Instructions:
[A] Can you condense the paragraph beginning "However, UV light is the main ingredient" in the passage on the chemistry of curing into a short list of its main facts?
[B] What would come next in the passage on the chemistry of curing? Write the text that follows its final line.

The Chemistry of Curing
Curing is affected by heat and light. Heat increases the energy in the crosslinked polymer network and causes increased movement at the molecular level. This increase in energy and mobility makes it much easier for reactive groups to contact each other and to form further bonds.
However, UV light is the main ingredient needed for post-curing. Although the equipment is referred to as an oven, in reality the internal temperatures are not all that high. The resin used in 3D printing is photosensitive and its exposure to light causes a reaction. As discussed above, not all bonds that could be activated are made during the original curing step of the print, and therefore further reactions must be stimulated. When exposed to UV light during post-curing, free radicals are formed which bind to neighboring groups and create polymerization.
What is the correct light to use?

Records provided:
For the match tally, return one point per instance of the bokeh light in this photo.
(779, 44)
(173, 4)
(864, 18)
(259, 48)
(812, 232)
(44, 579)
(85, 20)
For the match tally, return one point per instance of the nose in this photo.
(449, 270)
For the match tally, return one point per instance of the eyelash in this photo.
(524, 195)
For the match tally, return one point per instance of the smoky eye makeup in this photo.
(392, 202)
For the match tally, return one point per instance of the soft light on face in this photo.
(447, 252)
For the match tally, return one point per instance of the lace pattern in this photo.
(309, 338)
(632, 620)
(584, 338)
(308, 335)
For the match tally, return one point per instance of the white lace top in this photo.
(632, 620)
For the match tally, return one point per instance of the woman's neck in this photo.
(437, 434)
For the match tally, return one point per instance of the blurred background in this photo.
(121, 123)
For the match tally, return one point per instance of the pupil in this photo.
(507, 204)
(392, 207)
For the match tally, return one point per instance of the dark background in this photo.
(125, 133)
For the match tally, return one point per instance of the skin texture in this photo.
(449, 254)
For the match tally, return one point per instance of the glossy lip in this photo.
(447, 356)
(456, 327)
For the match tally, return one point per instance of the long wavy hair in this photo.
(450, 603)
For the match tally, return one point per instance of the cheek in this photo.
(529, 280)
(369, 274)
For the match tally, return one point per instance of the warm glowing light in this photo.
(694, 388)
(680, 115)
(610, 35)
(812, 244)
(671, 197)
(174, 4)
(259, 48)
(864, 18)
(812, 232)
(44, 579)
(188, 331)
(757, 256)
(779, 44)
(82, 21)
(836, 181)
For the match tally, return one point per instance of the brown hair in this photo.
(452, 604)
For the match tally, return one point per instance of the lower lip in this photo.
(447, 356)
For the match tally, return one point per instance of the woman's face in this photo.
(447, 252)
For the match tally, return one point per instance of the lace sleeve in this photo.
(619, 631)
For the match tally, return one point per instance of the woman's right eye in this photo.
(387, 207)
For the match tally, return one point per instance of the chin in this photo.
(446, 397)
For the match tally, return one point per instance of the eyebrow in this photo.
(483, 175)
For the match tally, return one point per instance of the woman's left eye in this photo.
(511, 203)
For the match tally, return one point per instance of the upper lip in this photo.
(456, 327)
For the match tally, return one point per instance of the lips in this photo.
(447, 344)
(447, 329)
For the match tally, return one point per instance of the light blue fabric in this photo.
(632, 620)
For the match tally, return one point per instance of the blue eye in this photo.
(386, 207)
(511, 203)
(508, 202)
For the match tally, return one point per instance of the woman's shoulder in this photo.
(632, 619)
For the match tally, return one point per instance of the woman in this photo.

Replies:
[A]
- UV light is the main requirement for post-curing.
- The equipment is called an oven, but its internal temperatures are not very high.
- 3D printing resin is photosensitive, so exposure to light causes a reaction.
- The original curing step leaves some possible bonds unformed, so further reactions must be stimulated.
- During post-curing, UV light forms free radicals that bind to neighboring groups and create polymerization.

[B]
The most important factor is the wavelength of light used in relation to the resin from which the part is made. Photosensitive resins are designed to react to certain wavelengths of light and using a different wavelength for this post-cure will give sub-optimal results. That's why one of the reasons professional 3D printing teams use specialist equipment for post-processing. In the case of Free Wild Techology, our resins cure best using light with a wavelength between 270nm and 405nm (may vary depending on the resin). If resins from another supplier are used, this value will differ depending on the supplier. This is a great reason to use the Free Wild Techology UV Oven if you already use resins supplied by Free Wild Techology. Using another type of UV oven or UV nail hardener will promote some additional curing but will not unlock the maximum mechanical properties of the material.
Another problem with using the sun or non-specialist equipment is that the cure will be uneven. The sun will shine more on one side than the other unless you rotate it continuously, and the same goes for nail polish curers that only cast light from above. Specialty curing ovens typically have a turntable or UV lamps that completely surround the part to ensure an even cure.
Why choose our Free Cure Pro over other curing systems?
For those who use our Free Wild resins from the Print Fluid line, the great advantage of choosing our curing system is certainly the fact that we have programs that we have already tested.
But our Curing is designed to be used with more types of resins and more systems.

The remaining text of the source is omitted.